Fermentation : la magie du vivant à l'œuvre

La fermentation en viticulture biologique met en valeur la diversité des levures indigènes présentes sur la peau du raisin et dans l’environnement de la cave. C’est à ce stade que le choix du vigneron compte énormément : il peut soit lancer une fermentation « naturelle », soit procéder à un levurage (ajout de levures sélectionnées bio).

  • Ferments naturels dominants : Près de 60% des domaines bios alsaciens laissent agir les seules levures indigènes, offrant des vins d’une grande complexité (source : Syndicat des Vignerons Indépendants d’Alsace).
  • Température surveillée : Les températures sont contrôlées pour éviter déviations et fermentations ralenties, mais rarement abaissées de façon techniciste. Le but est d’accompagner le vivant, non de le contraindre.
  • Sulfitage minimal : Le vin bio se distingue par une dose moyenne de SO₂ (soufre) deux à trois fois inférieure à celle admise en conventionnel (INAO). Pour un vin blanc sec : max. 100 mg/l contre 200 mg/l en conventionnel. Certains bios vont encore plus loin et éliminent tout ajout de soufre.

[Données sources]
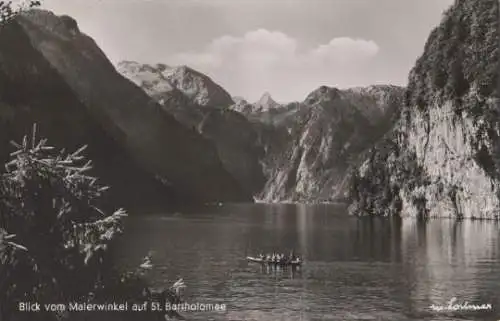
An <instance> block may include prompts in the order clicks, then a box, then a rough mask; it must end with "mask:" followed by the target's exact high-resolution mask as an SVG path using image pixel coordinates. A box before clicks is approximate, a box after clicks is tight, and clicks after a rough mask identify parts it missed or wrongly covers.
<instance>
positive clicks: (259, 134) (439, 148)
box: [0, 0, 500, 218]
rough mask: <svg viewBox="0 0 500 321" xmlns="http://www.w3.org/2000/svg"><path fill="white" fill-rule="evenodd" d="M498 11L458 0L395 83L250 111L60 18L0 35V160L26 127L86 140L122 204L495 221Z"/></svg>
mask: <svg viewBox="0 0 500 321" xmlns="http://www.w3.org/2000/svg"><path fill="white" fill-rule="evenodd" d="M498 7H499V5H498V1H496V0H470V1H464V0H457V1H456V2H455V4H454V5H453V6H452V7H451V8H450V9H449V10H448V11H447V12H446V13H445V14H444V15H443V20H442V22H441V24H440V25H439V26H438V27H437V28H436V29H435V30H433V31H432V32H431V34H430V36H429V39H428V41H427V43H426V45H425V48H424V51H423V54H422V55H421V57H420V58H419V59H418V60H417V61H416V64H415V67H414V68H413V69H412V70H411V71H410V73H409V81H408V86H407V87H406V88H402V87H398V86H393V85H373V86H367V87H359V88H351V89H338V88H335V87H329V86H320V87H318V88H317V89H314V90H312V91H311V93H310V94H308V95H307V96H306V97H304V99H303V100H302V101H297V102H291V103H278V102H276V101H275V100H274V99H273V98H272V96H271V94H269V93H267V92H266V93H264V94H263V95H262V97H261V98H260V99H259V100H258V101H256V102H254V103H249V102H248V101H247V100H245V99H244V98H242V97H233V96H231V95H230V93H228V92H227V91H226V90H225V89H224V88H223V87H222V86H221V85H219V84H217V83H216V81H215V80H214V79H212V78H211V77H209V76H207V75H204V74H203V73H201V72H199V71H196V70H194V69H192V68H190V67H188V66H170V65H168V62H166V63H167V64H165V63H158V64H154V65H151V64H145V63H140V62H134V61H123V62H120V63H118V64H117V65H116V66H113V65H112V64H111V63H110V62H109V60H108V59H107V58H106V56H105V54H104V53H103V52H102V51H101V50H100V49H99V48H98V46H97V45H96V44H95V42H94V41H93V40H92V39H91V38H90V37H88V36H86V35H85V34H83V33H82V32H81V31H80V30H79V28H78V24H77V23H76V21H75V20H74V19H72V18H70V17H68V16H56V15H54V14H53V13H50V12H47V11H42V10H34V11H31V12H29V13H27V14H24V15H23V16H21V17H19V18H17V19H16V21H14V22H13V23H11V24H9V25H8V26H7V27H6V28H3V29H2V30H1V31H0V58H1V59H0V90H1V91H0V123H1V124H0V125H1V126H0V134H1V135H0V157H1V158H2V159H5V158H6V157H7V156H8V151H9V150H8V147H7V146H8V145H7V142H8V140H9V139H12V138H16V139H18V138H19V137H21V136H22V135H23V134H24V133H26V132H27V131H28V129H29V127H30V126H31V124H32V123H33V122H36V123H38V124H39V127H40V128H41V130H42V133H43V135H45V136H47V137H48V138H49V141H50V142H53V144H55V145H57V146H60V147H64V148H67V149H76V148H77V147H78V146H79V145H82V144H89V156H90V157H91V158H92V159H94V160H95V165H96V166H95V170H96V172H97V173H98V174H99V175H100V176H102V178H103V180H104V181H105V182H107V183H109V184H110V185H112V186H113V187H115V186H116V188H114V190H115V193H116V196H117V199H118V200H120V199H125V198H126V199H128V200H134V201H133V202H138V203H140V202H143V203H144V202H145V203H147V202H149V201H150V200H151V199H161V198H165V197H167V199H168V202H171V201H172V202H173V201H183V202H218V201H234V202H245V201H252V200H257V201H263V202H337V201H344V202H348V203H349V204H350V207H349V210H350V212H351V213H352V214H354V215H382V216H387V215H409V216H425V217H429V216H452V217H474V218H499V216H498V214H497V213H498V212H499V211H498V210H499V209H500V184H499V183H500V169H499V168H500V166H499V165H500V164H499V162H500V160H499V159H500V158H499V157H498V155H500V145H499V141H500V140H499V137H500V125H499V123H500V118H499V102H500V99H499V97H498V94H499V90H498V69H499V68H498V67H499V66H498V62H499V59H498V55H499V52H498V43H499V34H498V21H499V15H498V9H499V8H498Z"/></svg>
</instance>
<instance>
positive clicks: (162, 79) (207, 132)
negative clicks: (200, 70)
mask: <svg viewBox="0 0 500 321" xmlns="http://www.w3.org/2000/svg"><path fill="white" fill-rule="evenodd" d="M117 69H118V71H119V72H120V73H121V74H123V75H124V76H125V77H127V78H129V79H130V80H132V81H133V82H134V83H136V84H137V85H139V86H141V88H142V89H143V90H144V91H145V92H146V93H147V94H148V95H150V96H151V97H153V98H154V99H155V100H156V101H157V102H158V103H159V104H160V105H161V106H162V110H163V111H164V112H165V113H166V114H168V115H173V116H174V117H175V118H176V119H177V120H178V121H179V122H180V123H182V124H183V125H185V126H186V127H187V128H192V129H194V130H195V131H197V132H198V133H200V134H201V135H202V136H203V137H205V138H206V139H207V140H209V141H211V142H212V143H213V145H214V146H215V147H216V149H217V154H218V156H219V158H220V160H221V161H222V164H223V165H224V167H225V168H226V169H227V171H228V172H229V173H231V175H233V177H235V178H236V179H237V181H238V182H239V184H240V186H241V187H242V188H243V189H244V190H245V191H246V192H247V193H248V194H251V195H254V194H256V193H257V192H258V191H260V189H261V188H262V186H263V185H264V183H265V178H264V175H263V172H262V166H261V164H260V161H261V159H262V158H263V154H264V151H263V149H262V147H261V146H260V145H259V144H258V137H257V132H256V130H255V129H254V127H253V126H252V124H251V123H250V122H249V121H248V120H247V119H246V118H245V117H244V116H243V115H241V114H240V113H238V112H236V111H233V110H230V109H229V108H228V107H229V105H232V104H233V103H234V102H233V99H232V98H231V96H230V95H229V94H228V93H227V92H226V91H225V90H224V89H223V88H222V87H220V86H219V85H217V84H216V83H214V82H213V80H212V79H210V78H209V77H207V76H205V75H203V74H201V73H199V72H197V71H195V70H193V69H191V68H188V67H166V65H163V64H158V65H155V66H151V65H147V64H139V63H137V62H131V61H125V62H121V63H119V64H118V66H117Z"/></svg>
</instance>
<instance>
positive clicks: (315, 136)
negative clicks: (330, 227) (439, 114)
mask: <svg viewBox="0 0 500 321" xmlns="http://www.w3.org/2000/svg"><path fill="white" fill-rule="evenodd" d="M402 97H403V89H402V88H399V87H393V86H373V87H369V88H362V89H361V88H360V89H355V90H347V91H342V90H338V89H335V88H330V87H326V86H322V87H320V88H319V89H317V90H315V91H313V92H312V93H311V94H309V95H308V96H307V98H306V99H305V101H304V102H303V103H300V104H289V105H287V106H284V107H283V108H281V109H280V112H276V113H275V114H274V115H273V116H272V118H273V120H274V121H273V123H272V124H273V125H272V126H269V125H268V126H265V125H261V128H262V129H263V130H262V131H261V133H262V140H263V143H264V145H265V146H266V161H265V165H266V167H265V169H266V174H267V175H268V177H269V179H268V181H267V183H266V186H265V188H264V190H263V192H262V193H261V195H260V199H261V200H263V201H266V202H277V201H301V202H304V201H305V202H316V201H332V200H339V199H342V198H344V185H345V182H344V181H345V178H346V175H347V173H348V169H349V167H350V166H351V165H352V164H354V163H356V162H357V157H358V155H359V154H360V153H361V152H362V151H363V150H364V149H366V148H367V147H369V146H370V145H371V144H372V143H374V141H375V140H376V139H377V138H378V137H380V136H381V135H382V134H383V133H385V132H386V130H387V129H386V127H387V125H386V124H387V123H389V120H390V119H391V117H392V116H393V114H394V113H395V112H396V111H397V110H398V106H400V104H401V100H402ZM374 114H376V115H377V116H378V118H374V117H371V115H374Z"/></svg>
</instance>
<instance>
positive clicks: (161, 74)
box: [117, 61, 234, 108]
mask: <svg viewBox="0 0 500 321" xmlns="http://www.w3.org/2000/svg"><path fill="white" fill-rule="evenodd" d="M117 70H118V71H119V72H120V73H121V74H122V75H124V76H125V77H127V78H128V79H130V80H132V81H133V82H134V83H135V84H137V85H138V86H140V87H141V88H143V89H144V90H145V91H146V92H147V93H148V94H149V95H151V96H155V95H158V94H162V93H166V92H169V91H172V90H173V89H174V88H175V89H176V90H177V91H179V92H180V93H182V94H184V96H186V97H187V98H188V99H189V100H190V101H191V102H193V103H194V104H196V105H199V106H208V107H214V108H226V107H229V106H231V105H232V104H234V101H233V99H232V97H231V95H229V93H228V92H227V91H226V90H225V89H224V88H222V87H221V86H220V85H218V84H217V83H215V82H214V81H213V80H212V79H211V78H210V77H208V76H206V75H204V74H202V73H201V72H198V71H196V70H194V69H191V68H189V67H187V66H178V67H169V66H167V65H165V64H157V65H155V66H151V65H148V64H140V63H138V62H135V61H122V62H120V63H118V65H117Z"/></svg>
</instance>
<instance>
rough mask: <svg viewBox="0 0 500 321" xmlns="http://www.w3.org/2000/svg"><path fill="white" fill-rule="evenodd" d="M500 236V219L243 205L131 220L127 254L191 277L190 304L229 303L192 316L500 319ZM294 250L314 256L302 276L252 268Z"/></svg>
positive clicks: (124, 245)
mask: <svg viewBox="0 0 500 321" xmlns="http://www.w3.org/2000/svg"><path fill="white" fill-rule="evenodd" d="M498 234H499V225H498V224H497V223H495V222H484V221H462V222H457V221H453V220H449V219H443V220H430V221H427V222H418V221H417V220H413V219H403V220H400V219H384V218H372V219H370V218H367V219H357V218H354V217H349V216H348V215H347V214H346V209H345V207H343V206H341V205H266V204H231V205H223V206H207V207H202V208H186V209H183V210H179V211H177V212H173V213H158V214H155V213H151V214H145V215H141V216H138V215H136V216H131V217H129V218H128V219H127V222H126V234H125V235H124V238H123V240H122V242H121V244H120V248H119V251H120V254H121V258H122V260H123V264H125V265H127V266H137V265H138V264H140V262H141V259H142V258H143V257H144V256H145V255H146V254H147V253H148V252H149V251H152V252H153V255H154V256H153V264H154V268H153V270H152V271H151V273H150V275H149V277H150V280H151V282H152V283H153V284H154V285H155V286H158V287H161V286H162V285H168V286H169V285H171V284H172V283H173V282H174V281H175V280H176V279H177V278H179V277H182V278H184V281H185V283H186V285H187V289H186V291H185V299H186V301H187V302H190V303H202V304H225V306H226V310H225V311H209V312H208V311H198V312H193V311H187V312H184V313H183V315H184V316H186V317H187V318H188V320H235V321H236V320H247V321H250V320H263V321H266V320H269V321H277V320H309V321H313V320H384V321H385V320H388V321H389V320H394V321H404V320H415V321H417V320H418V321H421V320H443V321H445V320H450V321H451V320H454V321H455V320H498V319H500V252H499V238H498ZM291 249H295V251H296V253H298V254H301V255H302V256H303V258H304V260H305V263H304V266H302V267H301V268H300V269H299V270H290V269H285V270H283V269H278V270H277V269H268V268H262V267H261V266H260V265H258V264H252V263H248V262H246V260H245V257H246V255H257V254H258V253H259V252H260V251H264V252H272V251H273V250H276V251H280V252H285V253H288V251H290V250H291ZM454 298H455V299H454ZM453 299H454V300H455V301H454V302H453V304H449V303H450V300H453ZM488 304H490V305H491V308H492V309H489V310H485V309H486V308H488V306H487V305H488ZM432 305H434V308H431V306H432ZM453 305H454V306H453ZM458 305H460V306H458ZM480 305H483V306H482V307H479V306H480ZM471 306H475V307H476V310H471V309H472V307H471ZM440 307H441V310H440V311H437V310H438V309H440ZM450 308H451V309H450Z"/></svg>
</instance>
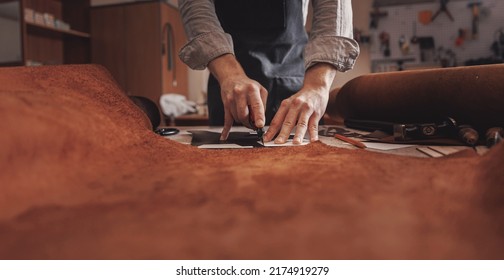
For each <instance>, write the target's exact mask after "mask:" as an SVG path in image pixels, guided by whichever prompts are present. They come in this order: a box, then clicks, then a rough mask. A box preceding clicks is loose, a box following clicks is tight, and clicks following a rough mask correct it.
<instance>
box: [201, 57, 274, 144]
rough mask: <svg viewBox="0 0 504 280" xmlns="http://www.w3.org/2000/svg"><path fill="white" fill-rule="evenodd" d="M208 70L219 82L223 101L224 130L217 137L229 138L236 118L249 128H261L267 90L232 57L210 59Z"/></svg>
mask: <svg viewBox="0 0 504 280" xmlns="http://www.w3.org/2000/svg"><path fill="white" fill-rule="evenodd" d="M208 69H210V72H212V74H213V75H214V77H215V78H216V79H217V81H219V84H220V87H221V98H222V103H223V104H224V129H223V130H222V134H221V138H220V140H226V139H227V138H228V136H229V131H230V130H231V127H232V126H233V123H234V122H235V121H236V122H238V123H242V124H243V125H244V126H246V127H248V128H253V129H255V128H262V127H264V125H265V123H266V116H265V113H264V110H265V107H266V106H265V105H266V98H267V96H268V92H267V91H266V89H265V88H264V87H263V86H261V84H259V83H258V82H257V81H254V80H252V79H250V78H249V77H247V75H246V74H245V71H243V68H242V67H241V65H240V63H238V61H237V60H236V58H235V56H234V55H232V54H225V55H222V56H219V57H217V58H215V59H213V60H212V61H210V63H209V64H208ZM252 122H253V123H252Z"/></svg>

• _TRAVAIL DEMANDÉ_
• A. Recopiez sans modification le passage du texte sur la fermentation qui commence par « La fermentation en » et se termine par « levures sélectionnées bio). ».
• B. Relevez les intitulés en tête de chaque point de la liste à puces du texte sur la fermentation.

• _CORRIGÉ DE L'EXERCICE_
• A.
La fermentation en viticulture biologique met en valeur la diversité des levures indigènes présentes sur la peau du raisin et dans l’environnement de la cave. C’est à ce stade que le choix du vigneron compte énormément : il peut soit lancer une fermentation « naturelle », soit procéder à un levurage (ajout de levures sélectionnées bio).

• B.
Ferments naturels dominants
Température surveillée
Sulfitage minimal